═══ Passage to read

The Dark Knight Rises (2012) Movie Review

Christian Bale in The Dark Knight Rises (2012) Movie Image

The Caped Crusader rises for the third and final time in Christopher Nolan’s “The Dark Knight Rises”, a film that the director is adamant will spell the end of his involvement with the character. If that’s the case (and Nolan’s reputation has not led me to think otherwise), then “Rises” makes for one hell of a send-off. Clocking in at nearly three hours (though you probably won’t notice), this is the culmination of everything Nolan has built up since 2005′s “Batman Begins” and continued in the gazillion dollar earning “The Dark Knight”. In many ways, Nolan’s Batman is everything Joss Whedon’s superhero team-up “The Avengers” isn’t, and it’s that complete opposite nature of the two movies that will allow many (including myself) to appreciate them both without ever having to do the ridiculous either/or dance. Whedon’s Avengers could never exist in Nolan’s Batverse, and vice versa, and that’s exactly how it should be.

“Rises” is set 8 years after the events of “The Dark Knight”, and finds Bruce Wayne (Christian Bale) self-exiled in his mansion, much to loyal butler Alfred’s (Michael Caine) displeasure. Caine, as always, is soulful and elegant, bringing tremendous heart to the film’s surrogate father-son relationship. Bruce’s secret, and that of Gotham City DA Harvey Dent’s death (as chronicled in “Knight”), is shared by now-police Commissioner Jim Gordon (Gary Oldman), who has used Dent’s death to push forward tough new laws that have all but wiped out crime in the city. It’s a new Gotham, one built on lies, and it’s all about to come tumbling down when a masked anarchist name Bane appears on the scene. When we first see Bane, he’s pulled off a grand escape involving two mid-air planes in spectacular fashion. Bane is vicious, without mercy, and he’s damn smart, too. He is possibly the most dangerous villain Batman has ever faced — all of the Joker’s malevolence and none of the crazy.

Christian Bale and Anne Hathaway in The Dark Knight Rises (2012) Movie Image

Bane has a plan for Gotham and its protector. Only Batman, Gordon, and a handful of willing citizens can stop him. Batman has never had to fight harder, or faced a more destructive force. Before the film is over, the Dark Knight will be beaten, battered, and bloodied, and forced to once again rise from the ashes. A mostly unrecognizable Tom Hardy plays Bane like a warped version of his character from “Warrior” — a battering ram of violence, supremely confidant in his skills and fueled not just by the machine that covers his mouth, but by unbridled faith in his motives. When he and Batman clash for the first time, you will feel every punch, kick, and strike. Even hindered by his metallic mask, Hardy gives a chilling performance, doing just as much with his eyes as he does with his metallic-infused voice. There are still moments where you have to strain to understand Bane, but to me this only adds to the man’s dripping menace.

══════
═══ Entries

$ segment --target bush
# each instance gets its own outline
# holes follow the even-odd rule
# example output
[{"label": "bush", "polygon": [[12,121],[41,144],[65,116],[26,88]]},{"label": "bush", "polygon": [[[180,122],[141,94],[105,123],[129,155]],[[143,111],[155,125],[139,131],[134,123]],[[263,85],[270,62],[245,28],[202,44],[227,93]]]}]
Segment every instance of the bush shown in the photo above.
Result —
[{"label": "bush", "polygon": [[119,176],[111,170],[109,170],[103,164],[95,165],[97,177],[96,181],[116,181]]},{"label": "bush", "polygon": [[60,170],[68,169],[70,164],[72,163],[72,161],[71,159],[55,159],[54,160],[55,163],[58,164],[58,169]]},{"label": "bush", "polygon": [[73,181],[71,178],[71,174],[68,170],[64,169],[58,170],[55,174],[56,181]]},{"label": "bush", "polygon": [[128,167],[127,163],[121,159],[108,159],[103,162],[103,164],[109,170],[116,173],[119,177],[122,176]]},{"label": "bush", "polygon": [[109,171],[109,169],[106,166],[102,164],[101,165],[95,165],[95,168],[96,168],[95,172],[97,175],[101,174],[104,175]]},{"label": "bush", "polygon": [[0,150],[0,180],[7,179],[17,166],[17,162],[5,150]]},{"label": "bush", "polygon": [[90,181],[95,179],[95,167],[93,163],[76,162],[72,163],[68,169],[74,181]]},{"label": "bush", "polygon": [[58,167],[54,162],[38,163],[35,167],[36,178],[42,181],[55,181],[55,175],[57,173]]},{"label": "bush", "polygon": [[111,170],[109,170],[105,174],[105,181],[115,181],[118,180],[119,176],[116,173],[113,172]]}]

══════

The tasks
[a] According to the review of "The Dark Knight Rises," how many years after the events of "The Dark Knight" is the film set?
[b] Continue the review of "The Dark Knight Rises" from its final sentence.

Results of the tasks
[a] Eight years.

[b]
Christian Bale, in his last go-round as Batman (if, indeed, this is the last for him as well) is the best he’s ever been as Bruce Wayne. I’ve never had any trouble with Batman’s growling voice, the source of many online jokes, so I could always appreciate how well Bale played the role. In “Rises”, Bruce Wayne is not the man we remember, but the presence of Selina Kyle (Anne Hathaway), a brazen thief re-ignites the fire in him that has been missing all these years. When confronted with the scope of Bane’s plans — to lock down Gotham and unleash chaos into the streets — Batman is forced to put everything he holds dear on the line. I’ve always thought Bale had to work the hardest of all the actors in the series, mostly because he’s covered up in costume for the majority of his screentime. To me, there is no doubt — Christian Bale will go down as the best Bruce Wayne/Batman. I feel sorry for whoever tries to replace him in future reboots/re-imaginings/whatever.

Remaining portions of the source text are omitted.